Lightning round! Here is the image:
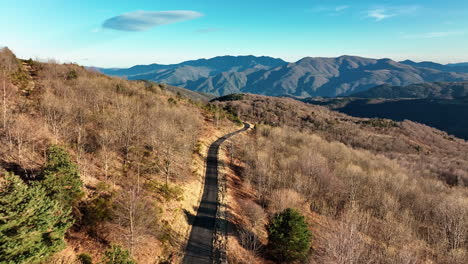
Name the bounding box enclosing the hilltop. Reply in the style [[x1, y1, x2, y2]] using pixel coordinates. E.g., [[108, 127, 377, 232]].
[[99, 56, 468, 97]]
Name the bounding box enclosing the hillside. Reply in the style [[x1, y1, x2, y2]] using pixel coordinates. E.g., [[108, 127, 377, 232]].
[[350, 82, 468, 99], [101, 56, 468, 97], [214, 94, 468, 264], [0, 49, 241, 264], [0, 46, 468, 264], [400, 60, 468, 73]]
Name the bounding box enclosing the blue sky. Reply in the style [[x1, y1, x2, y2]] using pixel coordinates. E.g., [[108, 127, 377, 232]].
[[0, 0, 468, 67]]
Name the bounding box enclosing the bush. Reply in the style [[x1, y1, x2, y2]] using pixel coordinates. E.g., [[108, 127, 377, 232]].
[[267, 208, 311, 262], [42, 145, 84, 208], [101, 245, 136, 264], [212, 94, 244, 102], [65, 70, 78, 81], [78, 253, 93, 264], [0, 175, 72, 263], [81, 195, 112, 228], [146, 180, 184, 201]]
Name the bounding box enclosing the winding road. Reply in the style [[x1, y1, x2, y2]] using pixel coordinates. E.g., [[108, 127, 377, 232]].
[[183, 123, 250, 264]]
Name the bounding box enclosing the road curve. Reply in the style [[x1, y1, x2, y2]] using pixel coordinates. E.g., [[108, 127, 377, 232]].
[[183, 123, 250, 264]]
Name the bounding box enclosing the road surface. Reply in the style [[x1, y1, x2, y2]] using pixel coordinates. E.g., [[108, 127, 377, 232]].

--- --- ---

--- GESTELLTE AUFGABE ---
Skalieren Sie alles vom Anfang der Datensätze bis einschließlich der Zeile mit „60, 468, 73]]“: Geben Sie diese Zeilen samt Anfragen erneut wieder und multiplizieren Sie dabei jede Koordinate der Begrenzungsrahmen in den Antworten mit 0,75, gerundet auf ganze Zahlen (Hälften aufrunden). Anfragen und Formatbeispiele bleiben unverändert, und die Bilder lassen Sie in der Antwort weg.

--- DIE LÖSUNG ---
Lightning round! Here is the image:
Name the bounding box enclosing the hilltop. Reply in the style [[x1, y1, x2, y2]] using pixel coordinates. E.g., [[108, 127, 377, 232]].
[[74, 42, 351, 73]]
Name the bounding box enclosing the hillside. Reply in the style [[x1, y1, x2, y2]] using pixel coordinates. E.g., [[108, 127, 377, 232]].
[[263, 62, 351, 74], [76, 42, 351, 73], [161, 71, 351, 198], [0, 37, 181, 198], [0, 35, 351, 198], [300, 45, 351, 55]]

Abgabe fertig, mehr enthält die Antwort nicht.